__WHAT IS EXPECTED__
Every line with the word "back" in it should be extracted from the data that follows.

[Referring expression pointing data]
□ □ □ □ □ □ □
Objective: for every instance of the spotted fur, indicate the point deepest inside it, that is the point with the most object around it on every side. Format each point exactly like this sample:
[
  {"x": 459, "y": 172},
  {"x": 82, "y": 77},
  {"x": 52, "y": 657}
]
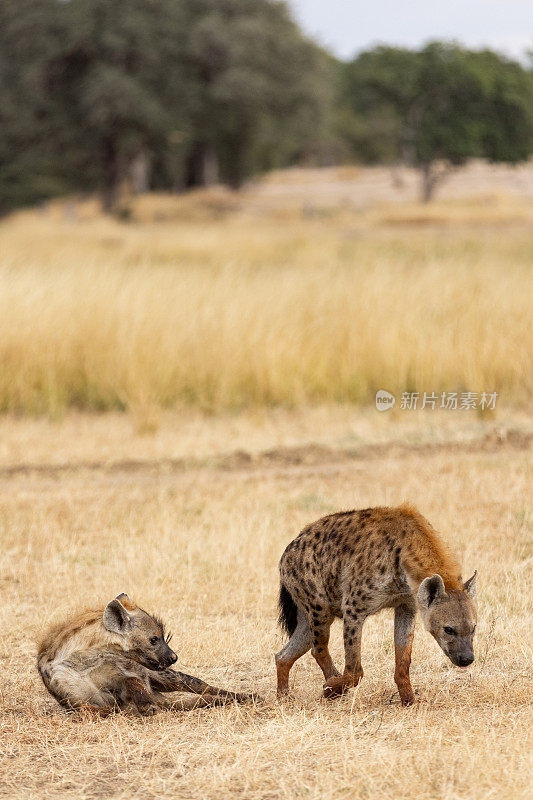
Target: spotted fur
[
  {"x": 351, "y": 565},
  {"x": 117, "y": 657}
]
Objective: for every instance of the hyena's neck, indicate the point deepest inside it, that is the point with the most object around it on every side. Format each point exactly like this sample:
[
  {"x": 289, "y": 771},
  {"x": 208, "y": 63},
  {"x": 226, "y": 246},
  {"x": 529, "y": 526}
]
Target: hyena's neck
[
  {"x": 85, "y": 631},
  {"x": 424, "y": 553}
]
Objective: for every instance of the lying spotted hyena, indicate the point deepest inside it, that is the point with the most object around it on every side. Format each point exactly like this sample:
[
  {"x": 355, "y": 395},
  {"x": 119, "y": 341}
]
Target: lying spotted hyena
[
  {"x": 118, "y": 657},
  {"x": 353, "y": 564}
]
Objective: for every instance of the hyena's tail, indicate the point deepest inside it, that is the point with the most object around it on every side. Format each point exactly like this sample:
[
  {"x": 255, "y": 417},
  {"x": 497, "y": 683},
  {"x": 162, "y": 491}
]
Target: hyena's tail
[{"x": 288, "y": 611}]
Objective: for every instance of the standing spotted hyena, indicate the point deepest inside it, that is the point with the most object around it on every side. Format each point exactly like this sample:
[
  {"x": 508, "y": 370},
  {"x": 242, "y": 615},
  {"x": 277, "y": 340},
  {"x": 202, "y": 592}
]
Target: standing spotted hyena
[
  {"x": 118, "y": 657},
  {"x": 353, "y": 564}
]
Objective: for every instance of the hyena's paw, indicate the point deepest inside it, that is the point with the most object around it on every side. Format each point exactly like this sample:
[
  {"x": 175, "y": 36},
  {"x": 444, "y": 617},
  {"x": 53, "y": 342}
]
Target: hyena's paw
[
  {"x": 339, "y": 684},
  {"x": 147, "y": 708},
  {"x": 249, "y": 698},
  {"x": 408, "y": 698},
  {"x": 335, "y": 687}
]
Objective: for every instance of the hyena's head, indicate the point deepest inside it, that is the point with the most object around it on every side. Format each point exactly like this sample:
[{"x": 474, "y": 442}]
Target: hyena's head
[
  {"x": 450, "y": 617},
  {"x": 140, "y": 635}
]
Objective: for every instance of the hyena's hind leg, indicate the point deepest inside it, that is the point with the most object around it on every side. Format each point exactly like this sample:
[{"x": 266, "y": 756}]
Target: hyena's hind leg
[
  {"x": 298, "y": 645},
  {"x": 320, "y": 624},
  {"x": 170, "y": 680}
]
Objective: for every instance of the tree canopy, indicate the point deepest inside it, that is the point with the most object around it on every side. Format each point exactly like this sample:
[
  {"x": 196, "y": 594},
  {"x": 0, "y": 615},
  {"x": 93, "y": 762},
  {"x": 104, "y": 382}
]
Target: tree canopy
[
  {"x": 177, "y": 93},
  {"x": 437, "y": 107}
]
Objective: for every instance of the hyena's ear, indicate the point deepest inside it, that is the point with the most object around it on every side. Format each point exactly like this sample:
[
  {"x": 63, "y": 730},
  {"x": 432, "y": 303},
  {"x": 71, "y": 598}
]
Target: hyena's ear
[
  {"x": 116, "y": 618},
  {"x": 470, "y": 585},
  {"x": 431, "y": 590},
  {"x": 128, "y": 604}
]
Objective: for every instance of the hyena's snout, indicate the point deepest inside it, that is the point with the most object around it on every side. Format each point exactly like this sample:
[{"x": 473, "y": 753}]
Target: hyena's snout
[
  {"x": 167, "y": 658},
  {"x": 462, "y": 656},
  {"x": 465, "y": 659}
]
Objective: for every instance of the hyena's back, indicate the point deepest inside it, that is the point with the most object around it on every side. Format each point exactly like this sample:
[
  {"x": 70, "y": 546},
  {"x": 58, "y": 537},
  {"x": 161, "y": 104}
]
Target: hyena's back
□ □ □ □ □ □ □
__RESPONSE AREA__
Objective: for every instance of the hyena's back, indicate the point deepest inside it, that is the point with the most object around it on every side. Format each point exactly like this sample:
Target: hyena's back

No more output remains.